Required work - Please set out each line below exactly as it stands, without the images.

Dataset entries:
━━━━━━━━━━━━━━━━━━━━━━━━━━━━━━
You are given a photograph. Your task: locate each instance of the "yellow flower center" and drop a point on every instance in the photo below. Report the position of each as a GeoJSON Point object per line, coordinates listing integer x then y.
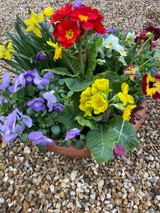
{"type": "Point", "coordinates": [83, 18]}
{"type": "Point", "coordinates": [69, 34]}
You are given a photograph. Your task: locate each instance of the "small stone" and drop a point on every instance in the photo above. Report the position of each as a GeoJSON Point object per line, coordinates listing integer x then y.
{"type": "Point", "coordinates": [2, 200]}
{"type": "Point", "coordinates": [18, 208]}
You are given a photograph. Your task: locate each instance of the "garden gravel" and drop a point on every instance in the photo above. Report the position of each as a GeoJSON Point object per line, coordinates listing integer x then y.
{"type": "Point", "coordinates": [32, 182]}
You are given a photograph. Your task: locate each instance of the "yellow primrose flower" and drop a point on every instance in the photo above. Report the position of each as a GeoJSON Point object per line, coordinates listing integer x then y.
{"type": "Point", "coordinates": [99, 104]}
{"type": "Point", "coordinates": [58, 49]}
{"type": "Point", "coordinates": [48, 12]}
{"type": "Point", "coordinates": [87, 108]}
{"type": "Point", "coordinates": [86, 95]}
{"type": "Point", "coordinates": [100, 85]}
{"type": "Point", "coordinates": [123, 96]}
{"type": "Point", "coordinates": [127, 112]}
{"type": "Point", "coordinates": [34, 23]}
{"type": "Point", "coordinates": [5, 50]}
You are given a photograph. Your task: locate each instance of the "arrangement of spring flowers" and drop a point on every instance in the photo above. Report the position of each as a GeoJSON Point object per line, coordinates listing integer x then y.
{"type": "Point", "coordinates": [72, 76]}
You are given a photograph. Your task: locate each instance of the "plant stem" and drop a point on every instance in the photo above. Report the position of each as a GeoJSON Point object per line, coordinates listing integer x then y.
{"type": "Point", "coordinates": [120, 131]}
{"type": "Point", "coordinates": [140, 49]}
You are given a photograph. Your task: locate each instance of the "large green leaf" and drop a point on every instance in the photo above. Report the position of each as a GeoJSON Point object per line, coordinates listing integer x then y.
{"type": "Point", "coordinates": [101, 141]}
{"type": "Point", "coordinates": [67, 117]}
{"type": "Point", "coordinates": [76, 85]}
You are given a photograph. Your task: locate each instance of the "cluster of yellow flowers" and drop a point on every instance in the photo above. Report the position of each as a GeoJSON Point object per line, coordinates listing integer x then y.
{"type": "Point", "coordinates": [95, 98]}
{"type": "Point", "coordinates": [126, 98]}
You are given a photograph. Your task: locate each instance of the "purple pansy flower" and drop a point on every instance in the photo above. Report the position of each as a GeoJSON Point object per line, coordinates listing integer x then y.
{"type": "Point", "coordinates": [48, 75]}
{"type": "Point", "coordinates": [39, 138]}
{"type": "Point", "coordinates": [37, 104]}
{"type": "Point", "coordinates": [118, 150]}
{"type": "Point", "coordinates": [25, 121]}
{"type": "Point", "coordinates": [78, 3]}
{"type": "Point", "coordinates": [72, 133]}
{"type": "Point", "coordinates": [51, 99]}
{"type": "Point", "coordinates": [111, 30]}
{"type": "Point", "coordinates": [40, 57]}
{"type": "Point", "coordinates": [6, 81]}
{"type": "Point", "coordinates": [40, 82]}
{"type": "Point", "coordinates": [29, 76]}
{"type": "Point", "coordinates": [58, 107]}
{"type": "Point", "coordinates": [19, 80]}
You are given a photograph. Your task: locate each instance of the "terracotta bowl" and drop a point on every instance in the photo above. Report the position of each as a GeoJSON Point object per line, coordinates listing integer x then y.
{"type": "Point", "coordinates": [73, 152]}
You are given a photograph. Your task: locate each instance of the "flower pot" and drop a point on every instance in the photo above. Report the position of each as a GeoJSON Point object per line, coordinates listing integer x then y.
{"type": "Point", "coordinates": [137, 120]}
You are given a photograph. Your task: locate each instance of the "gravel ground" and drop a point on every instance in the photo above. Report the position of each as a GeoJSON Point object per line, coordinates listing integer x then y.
{"type": "Point", "coordinates": [32, 182]}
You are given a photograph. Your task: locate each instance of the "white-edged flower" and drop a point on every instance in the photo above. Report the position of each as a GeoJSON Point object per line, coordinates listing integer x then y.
{"type": "Point", "coordinates": [121, 59]}
{"type": "Point", "coordinates": [111, 42]}
{"type": "Point", "coordinates": [100, 61]}
{"type": "Point", "coordinates": [130, 37]}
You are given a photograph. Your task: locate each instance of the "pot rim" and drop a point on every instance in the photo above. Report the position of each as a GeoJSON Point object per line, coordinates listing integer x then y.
{"type": "Point", "coordinates": [71, 151]}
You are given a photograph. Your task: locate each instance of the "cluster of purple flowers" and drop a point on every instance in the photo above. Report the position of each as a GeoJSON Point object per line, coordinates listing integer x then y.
{"type": "Point", "coordinates": [14, 123]}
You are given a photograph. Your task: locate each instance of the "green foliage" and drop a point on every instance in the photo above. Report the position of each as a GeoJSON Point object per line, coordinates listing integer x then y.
{"type": "Point", "coordinates": [101, 141]}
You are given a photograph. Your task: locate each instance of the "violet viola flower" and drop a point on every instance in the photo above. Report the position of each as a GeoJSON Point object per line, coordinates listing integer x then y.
{"type": "Point", "coordinates": [6, 81]}
{"type": "Point", "coordinates": [39, 138]}
{"type": "Point", "coordinates": [19, 80]}
{"type": "Point", "coordinates": [40, 82]}
{"type": "Point", "coordinates": [9, 137]}
{"type": "Point", "coordinates": [72, 133]}
{"type": "Point", "coordinates": [29, 76]}
{"type": "Point", "coordinates": [111, 30]}
{"type": "Point", "coordinates": [118, 150]}
{"type": "Point", "coordinates": [37, 104]}
{"type": "Point", "coordinates": [40, 57]}
{"type": "Point", "coordinates": [58, 107]}
{"type": "Point", "coordinates": [24, 120]}
{"type": "Point", "coordinates": [51, 99]}
{"type": "Point", "coordinates": [48, 75]}
{"type": "Point", "coordinates": [78, 3]}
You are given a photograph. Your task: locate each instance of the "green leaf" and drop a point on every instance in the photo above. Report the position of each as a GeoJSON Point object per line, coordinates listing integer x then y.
━━━━━━━━━━━━━━━━━━━━━━━━━━━━━━
Task result -
You are given a photograph. Your task: locate each instance of the "yellow flower center" and drop a point on every instance in the photo below. Report the position of each as a GeoJSON Point object per line, coordinates listing integer x then y.
{"type": "Point", "coordinates": [83, 18]}
{"type": "Point", "coordinates": [69, 34]}
You are given a photograph. Your task: locate each instance of the "small stone" and drop a point on every instance in the photo above. Report the position of each as a GeoJSON Point object per line, coordinates listing integer x then y.
{"type": "Point", "coordinates": [2, 200]}
{"type": "Point", "coordinates": [18, 208]}
You are given a photograph. Your task: locate each instance of the "garden gravel" and drop a point on every instance in the photo above. Report the position of each as a GeoJSON Point object per line, coordinates listing integer x then y.
{"type": "Point", "coordinates": [32, 182]}
You are given a photograph. Your task: locate each instance of the "yellow primrose flower" and drop a point on every instance in the photo above. Report the position of each as a GeoJSON Point object per line, coordinates listing integer x then y.
{"type": "Point", "coordinates": [99, 104]}
{"type": "Point", "coordinates": [58, 49]}
{"type": "Point", "coordinates": [48, 12]}
{"type": "Point", "coordinates": [87, 108]}
{"type": "Point", "coordinates": [86, 95]}
{"type": "Point", "coordinates": [100, 85]}
{"type": "Point", "coordinates": [123, 96]}
{"type": "Point", "coordinates": [127, 112]}
{"type": "Point", "coordinates": [34, 23]}
{"type": "Point", "coordinates": [5, 50]}
You are given a photograph. Your task: locate each instance of the "arrangement of spring flowers" and drop a point on every instance in the photo above. Report the position of each as a GeoJSON Point object per line, coordinates listing integer x then y.
{"type": "Point", "coordinates": [72, 76]}
You are given a photograph. Your task: locate each instance of the "plant stem" and drop a point on every instance in the photo above. Report the position of each as a GeoJSON Point object per line, coordinates listing integer x then y.
{"type": "Point", "coordinates": [120, 131]}
{"type": "Point", "coordinates": [140, 49]}
You are given a photograph. Your task: locate each instance of the "large green leaf" and drop a point on every instance in the photo above. Report the position of each as a GeoJSON Point object per line, coordinates listing integer x then y.
{"type": "Point", "coordinates": [101, 141]}
{"type": "Point", "coordinates": [67, 117]}
{"type": "Point", "coordinates": [76, 85]}
You are given a photograph. Your task: locate each instance of the "cluster of yellow flowers" and drop a point on every instance in the photo above. Report the position of each as a GeoJSON Point object per line, coordinates listing integer x then y.
{"type": "Point", "coordinates": [95, 98]}
{"type": "Point", "coordinates": [126, 98]}
You are given a photograph. Your task: locate each instance of the "purple pansy flower" and drop a point on every instance in the photo above. Report the position of each as a GeoJSON Point object per line, coordinates listing integer x then y.
{"type": "Point", "coordinates": [48, 75]}
{"type": "Point", "coordinates": [39, 138]}
{"type": "Point", "coordinates": [37, 104]}
{"type": "Point", "coordinates": [118, 150]}
{"type": "Point", "coordinates": [25, 121]}
{"type": "Point", "coordinates": [78, 3]}
{"type": "Point", "coordinates": [72, 133]}
{"type": "Point", "coordinates": [51, 99]}
{"type": "Point", "coordinates": [111, 30]}
{"type": "Point", "coordinates": [40, 57]}
{"type": "Point", "coordinates": [6, 81]}
{"type": "Point", "coordinates": [40, 82]}
{"type": "Point", "coordinates": [29, 76]}
{"type": "Point", "coordinates": [58, 107]}
{"type": "Point", "coordinates": [19, 80]}
You are given a photograph. Your task: locate each instance of the "terracotta bowl" and drop a point on every instance in the photo above. Report the position of each as a GeoJSON Point object per line, coordinates listing integer x then y.
{"type": "Point", "coordinates": [73, 152]}
You are given a photograph. Your task: locate each instance of the "flower pot" and drop a point on every instance in the photo above. Report the position of each as a GeoJSON Point object per line, coordinates listing integer x then y.
{"type": "Point", "coordinates": [137, 120]}
You are given a photograph. Your task: locate each instance of the "gravel ground" and drop a point on every instance in the photo above. Report the position of each as a GeoJSON Point object per line, coordinates listing integer x then y.
{"type": "Point", "coordinates": [32, 182]}
You are given a photograph. Your task: locate each instance of the "white-edged flower" and drop a point on every instance in the photo above. Report the position of each as a GeoJSON Point object per line, coordinates listing integer x then y.
{"type": "Point", "coordinates": [121, 59]}
{"type": "Point", "coordinates": [111, 42]}
{"type": "Point", "coordinates": [100, 61]}
{"type": "Point", "coordinates": [130, 37]}
You are given a photograph. Your task: locate each instance of the "pot rim" and drop a point on every instance in the photo above. Report the position of each as a GeoJSON Point object per line, coordinates listing integer x then y.
{"type": "Point", "coordinates": [71, 151]}
You are given a photograph. Your task: locate each instance of the "cluster of purple flowers" and drop a point on every instance in the photo above. Report the position of each as a GeoJSON Point object per line, coordinates listing integer x then y.
{"type": "Point", "coordinates": [14, 123]}
You are given a photograph. Your task: locate each instance of the "green foliage" and drop a point on every instance in the photo above. Report the position of each as a GeoJSON Point object per line, coordinates listing integer x then y.
{"type": "Point", "coordinates": [101, 141]}
You are given a photograph. Your task: locate each instance of the "violet viola flower" and drop a point on every instance in the photo above. Report the position of each as a GeoJSON Point object per line, coordinates listing integer x then y.
{"type": "Point", "coordinates": [6, 81]}
{"type": "Point", "coordinates": [39, 138]}
{"type": "Point", "coordinates": [19, 80]}
{"type": "Point", "coordinates": [40, 82]}
{"type": "Point", "coordinates": [9, 137]}
{"type": "Point", "coordinates": [72, 133]}
{"type": "Point", "coordinates": [29, 76]}
{"type": "Point", "coordinates": [111, 30]}
{"type": "Point", "coordinates": [118, 150]}
{"type": "Point", "coordinates": [37, 104]}
{"type": "Point", "coordinates": [40, 57]}
{"type": "Point", "coordinates": [58, 107]}
{"type": "Point", "coordinates": [24, 120]}
{"type": "Point", "coordinates": [51, 99]}
{"type": "Point", "coordinates": [48, 75]}
{"type": "Point", "coordinates": [78, 3]}
You are given a photograph. Your task: locate each instance of the "green leaf" and drop a point on every instance in the photo above. Report the position of each as a GeoJSON Point object per line, coordinates listing integer x then y.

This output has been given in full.